• What this task involves: From the entries below, please gather each line containing the string "clear".

(Point localization data)
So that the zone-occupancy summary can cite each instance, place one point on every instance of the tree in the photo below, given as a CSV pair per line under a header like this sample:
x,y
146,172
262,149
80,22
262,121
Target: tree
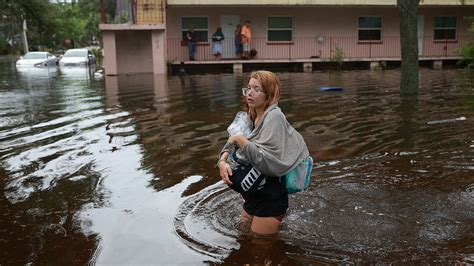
x,y
467,52
409,79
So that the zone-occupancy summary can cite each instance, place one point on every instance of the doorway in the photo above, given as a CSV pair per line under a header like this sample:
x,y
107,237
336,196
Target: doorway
x,y
421,27
228,24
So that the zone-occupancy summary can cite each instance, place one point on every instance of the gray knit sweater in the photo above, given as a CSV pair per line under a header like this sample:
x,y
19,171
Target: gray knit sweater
x,y
274,146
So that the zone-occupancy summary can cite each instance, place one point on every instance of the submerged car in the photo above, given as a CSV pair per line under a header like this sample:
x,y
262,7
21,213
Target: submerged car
x,y
37,59
77,57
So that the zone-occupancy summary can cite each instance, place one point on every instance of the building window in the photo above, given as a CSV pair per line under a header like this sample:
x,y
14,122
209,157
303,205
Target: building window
x,y
445,28
279,29
370,28
200,27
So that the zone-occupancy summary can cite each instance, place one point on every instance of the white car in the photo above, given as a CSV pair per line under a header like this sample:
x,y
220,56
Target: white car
x,y
77,57
37,59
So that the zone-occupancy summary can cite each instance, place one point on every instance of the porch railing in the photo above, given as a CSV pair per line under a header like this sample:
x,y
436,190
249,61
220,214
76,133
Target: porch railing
x,y
325,48
132,11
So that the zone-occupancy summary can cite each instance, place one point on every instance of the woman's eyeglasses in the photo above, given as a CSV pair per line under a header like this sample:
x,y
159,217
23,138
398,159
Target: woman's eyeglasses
x,y
246,91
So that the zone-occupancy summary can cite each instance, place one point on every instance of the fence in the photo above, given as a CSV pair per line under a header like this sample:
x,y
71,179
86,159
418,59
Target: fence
x,y
324,48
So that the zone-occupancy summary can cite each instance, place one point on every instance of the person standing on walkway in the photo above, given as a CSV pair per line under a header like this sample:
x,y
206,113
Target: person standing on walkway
x,y
192,40
246,39
217,39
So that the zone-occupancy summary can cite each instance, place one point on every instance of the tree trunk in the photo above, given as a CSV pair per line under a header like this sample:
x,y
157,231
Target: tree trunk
x,y
409,79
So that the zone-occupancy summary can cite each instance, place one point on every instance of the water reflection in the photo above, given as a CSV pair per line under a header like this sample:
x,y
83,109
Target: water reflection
x,y
78,73
121,170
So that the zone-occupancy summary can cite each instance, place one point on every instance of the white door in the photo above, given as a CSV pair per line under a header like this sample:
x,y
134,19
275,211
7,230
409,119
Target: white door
x,y
228,24
421,27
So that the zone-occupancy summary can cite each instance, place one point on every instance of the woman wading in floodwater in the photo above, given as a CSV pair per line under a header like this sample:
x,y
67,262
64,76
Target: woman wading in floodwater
x,y
272,149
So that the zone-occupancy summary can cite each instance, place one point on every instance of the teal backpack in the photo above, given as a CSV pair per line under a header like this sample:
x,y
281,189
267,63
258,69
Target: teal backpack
x,y
298,178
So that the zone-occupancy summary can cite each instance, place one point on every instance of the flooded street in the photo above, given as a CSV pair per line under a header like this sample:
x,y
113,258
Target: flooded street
x,y
115,170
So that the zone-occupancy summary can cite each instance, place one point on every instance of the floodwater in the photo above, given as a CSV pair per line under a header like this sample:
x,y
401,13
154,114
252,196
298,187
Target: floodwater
x,y
113,170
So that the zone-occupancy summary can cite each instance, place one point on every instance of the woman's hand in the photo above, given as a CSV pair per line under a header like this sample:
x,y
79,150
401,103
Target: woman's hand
x,y
225,171
241,140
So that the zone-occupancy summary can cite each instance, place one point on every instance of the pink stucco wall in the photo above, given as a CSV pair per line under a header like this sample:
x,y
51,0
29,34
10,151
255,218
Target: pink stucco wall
x,y
337,26
134,53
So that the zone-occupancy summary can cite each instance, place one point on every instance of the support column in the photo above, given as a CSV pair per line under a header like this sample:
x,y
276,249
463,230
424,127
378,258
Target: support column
x,y
110,52
158,47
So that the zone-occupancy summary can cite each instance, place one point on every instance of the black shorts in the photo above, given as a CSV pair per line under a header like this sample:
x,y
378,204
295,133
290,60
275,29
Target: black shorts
x,y
264,196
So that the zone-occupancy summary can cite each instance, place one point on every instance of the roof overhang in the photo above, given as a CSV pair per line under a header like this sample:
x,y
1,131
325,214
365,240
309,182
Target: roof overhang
x,y
380,3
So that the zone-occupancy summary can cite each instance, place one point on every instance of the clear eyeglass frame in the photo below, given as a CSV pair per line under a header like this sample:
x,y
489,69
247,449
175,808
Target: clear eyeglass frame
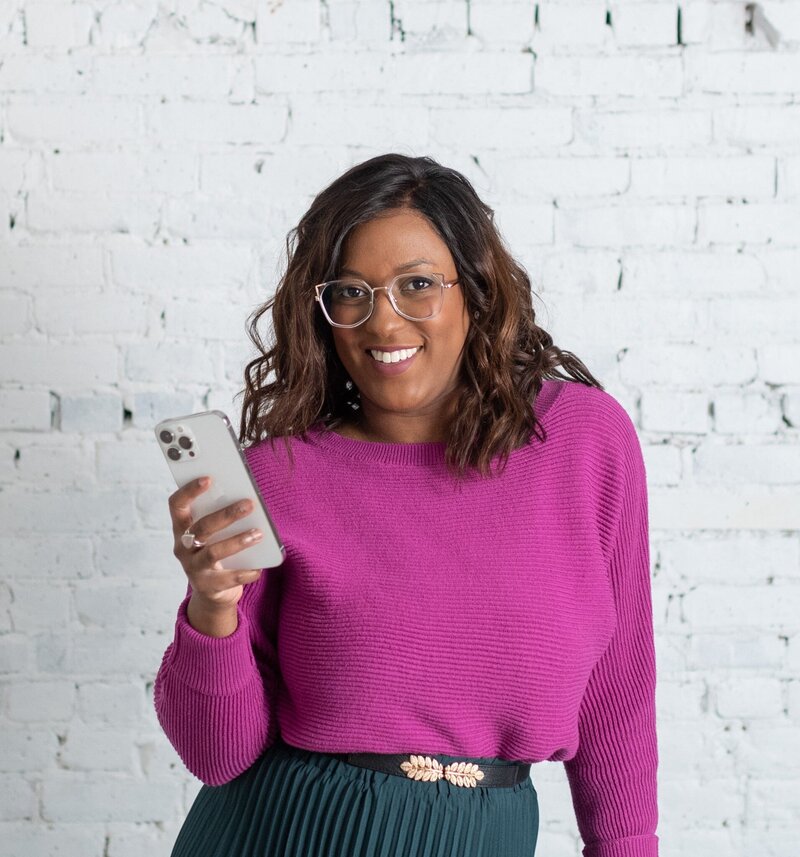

• Result of this task:
So that the zone-occupancy summary can cite each instance, place one point on every instance of the clear eyeglass frame in the photo below, given as a CSV pair per line under a header like this sample:
Target: clear eyeglass frame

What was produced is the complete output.